-------- DATA SHOWN --------
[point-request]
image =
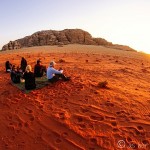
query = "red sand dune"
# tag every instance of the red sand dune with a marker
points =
--------
EXERCISE DETAILS ▸ Copy out the listing above line for line, without any change, and leave out any pictures.

SOLUTION BELOW ▸
[point-request]
image =
query = "red sand dune"
# tag every instance of the red sand dune with a marker
points =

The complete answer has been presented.